▶ **Written task 1**
Name every electronic database that the resilience engineering review says was searched.
▶ **Written task 2**
In the resilience engineering review, what publication date range did the database search cover?
▶ **Written task 3**
Carry the resilience engineering review forward from the point where it stops.

▶ **Document text**
Keywords

1 Introduction

Resilience engineering (RE) has been suggested to represent an innovative approach to improving organisational health and safety management [1, 2]. However, RE is relatively new to many human factors, safety practitioners and safety engineers, so its ability to deliver any improvements has been questioned [3]. In addition, compared to other strategies such as regulations, managements systems, safety culture or risk management; published research on RE appears patchy and disconnected. For example, publications on the topic frequently uses organizational resilience (OR) and RE interchangeably, suggesting they are one and the same. The language used in some of the published works refers to a multitude of characteristics and properties, making it a “semantically overloaded term in the sense that it means somewhat different things in different fields” [4]. Hence trying to develop a nuanced understanding of what it is (or not), can be a significant challenge for academic and researchers seeking to conduct research in RE, and for practitioners seeking to translate it into practice. This is a significant gap in the literature, which this paper aims to address, through a review of the state-of-the-art. The paper is organised as follows. First, the research method used for informing this reviews are discussed. Next, the landscape of RE is presented, followed by an analysis of published research in terms of industrial context, definitions, and dimensions/factors/measures. The paper concludes with a summary of main gaps in the literature, proposes a working definition and identifies a series of areas can for advancing research and practice.

2 Research Method

The search and selection of the literature, adapted from Hale et al. [5], included four (4) stages as illustrated in Fig. 1.

Fig. 1
figure 1

Literature search and selection process

The first involved a systematic exploration of three electronic databases; Psyc INFO, Social Science Index (SSCI) and CINAHL, through the EBSCOHost platform, using organisational resilience and resilience engineering as key search terms, for publications between January 1988 and December 2012. The initial search resulted in 4 and 98 publications. The next included screening the titles and abstracts of the 103 articles to identify those that did not focus on health and safety management. The 66 articles removed at this stage focused on resilience in communities, psychological, children and youth, climate change, ecology and sustainability being removed. At the third stage, the remaining 37 full-articles were used as the basis for searching for further book chapters, conference proceedings and reports through Google Scholar using the titles or first author as keywords. An additional twenty (20) articles were added at this stage resulting in a sample of 57 papers for selection. The fourth and final stage involved applying the inclusion criteria of (a) peer-reviewed, (b) publications in English language, and (c) include one or more of the following: (i) definitions of the terms, (ii) measures, dimensions/factors or key concepts. A total of forty-six papers were included in the final review.

▶ **Listed records**
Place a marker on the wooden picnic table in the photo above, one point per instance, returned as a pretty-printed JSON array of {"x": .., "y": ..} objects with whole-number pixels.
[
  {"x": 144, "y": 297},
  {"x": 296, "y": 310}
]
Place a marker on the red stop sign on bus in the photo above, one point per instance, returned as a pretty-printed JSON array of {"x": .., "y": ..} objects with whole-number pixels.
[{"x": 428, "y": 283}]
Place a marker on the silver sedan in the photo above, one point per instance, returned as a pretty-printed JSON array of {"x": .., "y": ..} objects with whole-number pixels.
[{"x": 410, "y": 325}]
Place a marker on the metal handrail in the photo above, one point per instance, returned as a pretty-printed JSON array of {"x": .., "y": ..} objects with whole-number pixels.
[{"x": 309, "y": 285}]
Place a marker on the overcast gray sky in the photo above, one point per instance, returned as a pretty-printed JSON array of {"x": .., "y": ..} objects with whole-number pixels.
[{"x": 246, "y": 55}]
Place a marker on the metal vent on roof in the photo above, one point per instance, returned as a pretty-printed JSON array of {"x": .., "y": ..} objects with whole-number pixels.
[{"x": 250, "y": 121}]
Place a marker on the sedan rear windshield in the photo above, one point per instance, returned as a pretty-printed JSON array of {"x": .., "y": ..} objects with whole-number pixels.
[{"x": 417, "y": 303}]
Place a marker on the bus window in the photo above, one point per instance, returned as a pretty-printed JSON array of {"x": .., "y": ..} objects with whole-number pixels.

▶ **Written response 1**
Psyc INFO, Social Science Index (SSCI), CINAHL

▶ **Written response 2**
January 1988 to December 2012.

▶ **Written response 3**
The next section charts the development of RE as a field of research and practice.

3 The Landscape of Resilience Engineering

The development of any new approach for improving organisational health and safety management has generally followed major catastrophes, and RE is no exception. The Columbia space shuttle disaster has been suggested to be a good starting point [6]. On February 1, 2003 Columbia disintegrated upon re-entry to earth, killing all seven crew members [7]. RE emerged as a natural strategy to address a number of shortfalls in organizational behaviour in industries operating with similar cultural and organizational environments as Columbia. Following the release of the final report on the Columbia disaster, the first international symposium on RE was held in Sweden, and this acted as a catalyst for Resilience Engineering Concepts and Precepts [8]. This represents the seminal work in this field. Since then RE has gained momentum, with a steady stream of research being published from a range of domains. It is still relatively young as a field of research and practice [9] with a lot of scope for new and emerging academics, practitioners and researchers.

However, while RE is new, the ideas and concepts that it builds on have been part of the organizational and risk management literature for over two decades. The notion of resilience was first discussed by Wildavsky [10], who extended the ideas of ecological resilience into the safety domain. It has also been associated with high reliability organizations [11, 12], and more recently with the fifth age [13] or era; hence represents an evolution of health safety management practice.

3.1 Industries Contributing to Research

The review identified 37/46 articles included an industrial context, and a summary of the industries is illustrated in Fig. 2. The industries that were most represented included healthcare and petro-chemical, followed by aviation and nuclear; with a few articles also published from manufacturing, construction, electricity distribution and railways. The industries which have been highly represented include those who are very complex and technical in terms of their operations and processes, and they generally employ highly skilled personnel. Such organisations have been generally regarded as ‘tightly coupled and interactively complex’ [14].

Fig. 2
figure 2

RE Publications by Industry 1998–2012

This analysis by industry reveals one significant gap; there is very little in terms of published research on RE from traditional industries such as manufacturing, construction and mining; although propositions for the latter two have been suggested [15, 16].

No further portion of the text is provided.